### AIM OF THE EXERCISE
Give back every entry below, unchanged.

#####

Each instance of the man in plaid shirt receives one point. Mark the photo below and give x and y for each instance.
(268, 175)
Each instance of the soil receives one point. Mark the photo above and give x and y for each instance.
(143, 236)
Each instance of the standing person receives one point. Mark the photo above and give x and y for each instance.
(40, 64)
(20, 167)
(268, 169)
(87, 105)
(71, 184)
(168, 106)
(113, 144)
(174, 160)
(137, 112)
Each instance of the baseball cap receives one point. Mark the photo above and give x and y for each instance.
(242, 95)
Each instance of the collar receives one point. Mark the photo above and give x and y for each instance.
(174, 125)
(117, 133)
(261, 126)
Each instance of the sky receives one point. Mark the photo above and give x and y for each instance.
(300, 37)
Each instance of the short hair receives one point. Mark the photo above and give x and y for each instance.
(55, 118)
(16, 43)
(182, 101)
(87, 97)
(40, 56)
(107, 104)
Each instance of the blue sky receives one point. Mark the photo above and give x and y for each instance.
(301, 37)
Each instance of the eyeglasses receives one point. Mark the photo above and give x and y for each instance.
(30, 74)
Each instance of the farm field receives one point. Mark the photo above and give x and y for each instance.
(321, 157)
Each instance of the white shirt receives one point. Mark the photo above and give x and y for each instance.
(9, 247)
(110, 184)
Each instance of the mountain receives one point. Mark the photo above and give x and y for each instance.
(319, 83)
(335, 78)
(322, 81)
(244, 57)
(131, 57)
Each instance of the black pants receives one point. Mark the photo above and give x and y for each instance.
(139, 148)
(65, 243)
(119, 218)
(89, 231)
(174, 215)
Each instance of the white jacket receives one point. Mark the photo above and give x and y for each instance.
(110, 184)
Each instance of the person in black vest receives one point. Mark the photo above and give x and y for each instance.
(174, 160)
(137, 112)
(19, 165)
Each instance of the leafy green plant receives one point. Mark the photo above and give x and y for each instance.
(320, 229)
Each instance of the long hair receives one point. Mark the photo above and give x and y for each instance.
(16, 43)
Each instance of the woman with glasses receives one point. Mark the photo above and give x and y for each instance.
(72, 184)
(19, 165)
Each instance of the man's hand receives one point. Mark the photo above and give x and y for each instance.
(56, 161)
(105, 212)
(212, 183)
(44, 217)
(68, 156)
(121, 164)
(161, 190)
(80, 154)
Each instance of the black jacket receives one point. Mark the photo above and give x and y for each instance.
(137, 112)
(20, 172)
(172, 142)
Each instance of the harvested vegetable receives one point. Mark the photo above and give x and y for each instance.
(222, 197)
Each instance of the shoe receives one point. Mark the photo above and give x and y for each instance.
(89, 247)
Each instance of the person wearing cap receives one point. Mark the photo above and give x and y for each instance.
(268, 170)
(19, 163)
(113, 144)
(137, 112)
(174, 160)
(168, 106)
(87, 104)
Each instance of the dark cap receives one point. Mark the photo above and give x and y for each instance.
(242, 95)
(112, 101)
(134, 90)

#####

### SOLUTION
Each instance of the man in plaid shirt receives one point. Mark the photo below and give x and y for each instance.
(268, 175)
Each instance of the soil receives one point. Mark the photo above and give x and y for each instance.
(143, 236)
Each instance of the standing person receives one point. Mark the photo above and give x and y for each instance.
(40, 64)
(20, 167)
(268, 169)
(87, 105)
(71, 184)
(168, 106)
(113, 144)
(174, 160)
(137, 112)
Each instance of the baseball cap receives one point. Mark the photo above and give x and y for each instance.
(242, 95)
Each instance of the collar receives one point. Mark the photo above and give x and y for each instance.
(174, 125)
(117, 133)
(261, 126)
Each instance of the sky receives one point. Mark the photo above and give x and y for each instance.
(300, 37)
Each instance of the short hair receives one point. Mark the photo above and give x and y for each instance.
(55, 118)
(16, 43)
(182, 101)
(87, 97)
(40, 56)
(107, 104)
Each instance of the blue sky receives one point. Mark the photo above and give x and y for each instance.
(301, 37)
Each instance of the eyeglasses receives one point. Mark the photo above and give x and y for each instance.
(30, 74)
Each instance of the farm field receives one point. Mark the photo above and give x and y for each instance.
(321, 157)
Each instance of the white shirt receives one point. Mark the photo above and give x and y for each instance.
(9, 247)
(110, 184)
Each instance of the mountain receives one point. Mark the photo above and give x and y for each instance.
(319, 83)
(335, 78)
(322, 81)
(244, 57)
(131, 57)
Each instance of the black pants receives one point. Mark the photo above and give x and y for each instance.
(139, 148)
(65, 243)
(119, 218)
(89, 231)
(174, 215)
Each instance of the white jacket receives one point. Mark the photo above and give x and y for each instance.
(110, 184)
Each instance of the person in black vest receives one point. Mark the photo above and give x and y for each instance.
(174, 160)
(137, 112)
(19, 165)
Each instance of the leafy green plant receives one point. Mark the photo above and give x and y for each instance.
(320, 229)
Each instance of the long hair receives one point. Mark the photo above and give x and y for each instance.
(16, 43)
Each instance of the woman with glasses receives one point. Mark the photo above and give x and y for each instance.
(72, 184)
(19, 165)
Each instance of the man's hand receives one point. Mark the photo above and give x and y for each instance.
(56, 161)
(105, 212)
(212, 183)
(44, 217)
(68, 156)
(121, 164)
(161, 190)
(80, 154)
Each instance of the black jacket receives one point. Mark the photo above and give x and y for each instance.
(137, 112)
(20, 172)
(172, 142)
Each instance of the harvested vegetable receives one point. Mark the photo above and give x and y for each instance.
(222, 197)
Each instance of the shoe receives one point. Mark the photo above and give x and y for each instance.
(89, 247)
Each instance of the person wearing cap receives one point. Mark the photo above and give x and y for each instance.
(268, 170)
(19, 163)
(113, 144)
(137, 112)
(174, 160)
(168, 106)
(87, 104)
Each instance of the dark cap receives one point. Mark the photo above and give x and y for each instance.
(242, 95)
(112, 101)
(134, 90)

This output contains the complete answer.